** Stored data follows **

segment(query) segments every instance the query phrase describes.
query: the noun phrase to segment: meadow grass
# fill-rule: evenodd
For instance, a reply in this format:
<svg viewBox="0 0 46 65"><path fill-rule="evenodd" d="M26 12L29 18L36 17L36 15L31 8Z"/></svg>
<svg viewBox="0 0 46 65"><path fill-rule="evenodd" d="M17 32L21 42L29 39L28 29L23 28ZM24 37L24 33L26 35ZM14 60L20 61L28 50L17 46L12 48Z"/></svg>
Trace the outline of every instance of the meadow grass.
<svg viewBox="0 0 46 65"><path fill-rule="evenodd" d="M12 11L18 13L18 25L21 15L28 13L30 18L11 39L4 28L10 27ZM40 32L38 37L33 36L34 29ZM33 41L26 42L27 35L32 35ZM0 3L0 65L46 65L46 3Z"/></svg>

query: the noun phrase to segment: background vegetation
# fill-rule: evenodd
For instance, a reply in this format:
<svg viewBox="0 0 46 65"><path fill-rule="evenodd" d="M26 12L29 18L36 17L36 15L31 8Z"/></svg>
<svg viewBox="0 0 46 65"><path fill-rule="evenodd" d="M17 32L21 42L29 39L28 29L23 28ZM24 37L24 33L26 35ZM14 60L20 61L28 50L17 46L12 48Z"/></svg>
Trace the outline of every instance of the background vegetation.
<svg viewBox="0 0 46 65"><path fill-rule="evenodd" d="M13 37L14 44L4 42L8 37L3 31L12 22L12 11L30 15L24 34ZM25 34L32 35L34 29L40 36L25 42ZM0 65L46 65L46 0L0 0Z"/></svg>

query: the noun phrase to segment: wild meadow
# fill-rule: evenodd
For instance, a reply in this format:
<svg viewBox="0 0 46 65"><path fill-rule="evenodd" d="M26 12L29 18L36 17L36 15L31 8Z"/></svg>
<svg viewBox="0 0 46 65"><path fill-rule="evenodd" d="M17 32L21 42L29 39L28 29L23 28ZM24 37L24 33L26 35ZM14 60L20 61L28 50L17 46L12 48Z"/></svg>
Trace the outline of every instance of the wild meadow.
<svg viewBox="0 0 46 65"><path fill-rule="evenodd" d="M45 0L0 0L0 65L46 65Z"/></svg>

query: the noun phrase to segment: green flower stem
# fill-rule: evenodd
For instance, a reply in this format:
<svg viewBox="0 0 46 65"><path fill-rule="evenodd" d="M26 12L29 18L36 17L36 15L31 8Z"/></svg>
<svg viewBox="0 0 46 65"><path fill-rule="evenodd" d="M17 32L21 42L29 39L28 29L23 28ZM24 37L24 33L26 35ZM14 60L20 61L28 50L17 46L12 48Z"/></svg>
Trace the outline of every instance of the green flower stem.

** End of Stored data **

§ Your assignment
Print out each record above exactly, with nothing omitted.

§ Reply
segment(query) segments every instance the query phrase describes.
query: the noun phrase to segment: meadow grass
# fill-rule: evenodd
For instance, a reply in this format:
<svg viewBox="0 0 46 65"><path fill-rule="evenodd" d="M26 12L29 18L36 17L36 15L31 8Z"/></svg>
<svg viewBox="0 0 46 65"><path fill-rule="evenodd" d="M17 32L21 42L29 39L28 29L23 28ZM24 37L24 33L26 35ZM14 60L20 61L28 50L17 46L12 48Z"/></svg>
Trace the outline of every instance of the meadow grass.
<svg viewBox="0 0 46 65"><path fill-rule="evenodd" d="M12 11L18 13L18 25L21 15L28 13L30 18L11 39L4 28L10 27ZM40 32L38 37L33 36L34 29ZM33 41L26 42L27 35L32 35ZM0 3L0 65L46 65L46 3Z"/></svg>

query: the noun phrase to segment: background vegetation
# fill-rule: evenodd
For instance, a reply in this format:
<svg viewBox="0 0 46 65"><path fill-rule="evenodd" d="M26 12L29 18L36 17L36 15L31 8Z"/></svg>
<svg viewBox="0 0 46 65"><path fill-rule="evenodd" d="M17 32L21 42L29 39L28 29L23 28ZM24 37L24 33L26 35ZM14 60L20 61L28 50L17 46L12 48Z"/></svg>
Trace the outline of every instance of the background vegetation.
<svg viewBox="0 0 46 65"><path fill-rule="evenodd" d="M13 37L14 44L4 42L8 37L3 31L12 22L12 11L30 15L24 34ZM25 34L32 35L34 29L40 36L25 42ZM0 65L46 65L46 0L0 0Z"/></svg>

query: the noun phrase to segment: wild meadow
# fill-rule: evenodd
For instance, a reply in this format:
<svg viewBox="0 0 46 65"><path fill-rule="evenodd" d="M26 12L29 18L36 17L36 15L31 8Z"/></svg>
<svg viewBox="0 0 46 65"><path fill-rule="evenodd" d="M17 32L21 42L29 39L28 29L23 28ZM24 37L24 33L26 35ZM14 60L20 61L28 50L17 46L12 48Z"/></svg>
Trace the outline of every instance of the wild meadow.
<svg viewBox="0 0 46 65"><path fill-rule="evenodd" d="M45 0L0 0L0 65L46 65Z"/></svg>

query: the noun phrase to segment: green flower stem
# fill-rule: evenodd
For instance, a reply in this format:
<svg viewBox="0 0 46 65"><path fill-rule="evenodd" d="M26 12L29 18L36 17L36 15L31 8Z"/></svg>
<svg viewBox="0 0 46 65"><path fill-rule="evenodd" d="M17 32L21 42L29 39L28 29L23 28ZM24 37L24 33L26 35ZM14 60L20 61L28 50L17 46L12 48Z"/></svg>
Trace the outline of every instance of the green flower stem.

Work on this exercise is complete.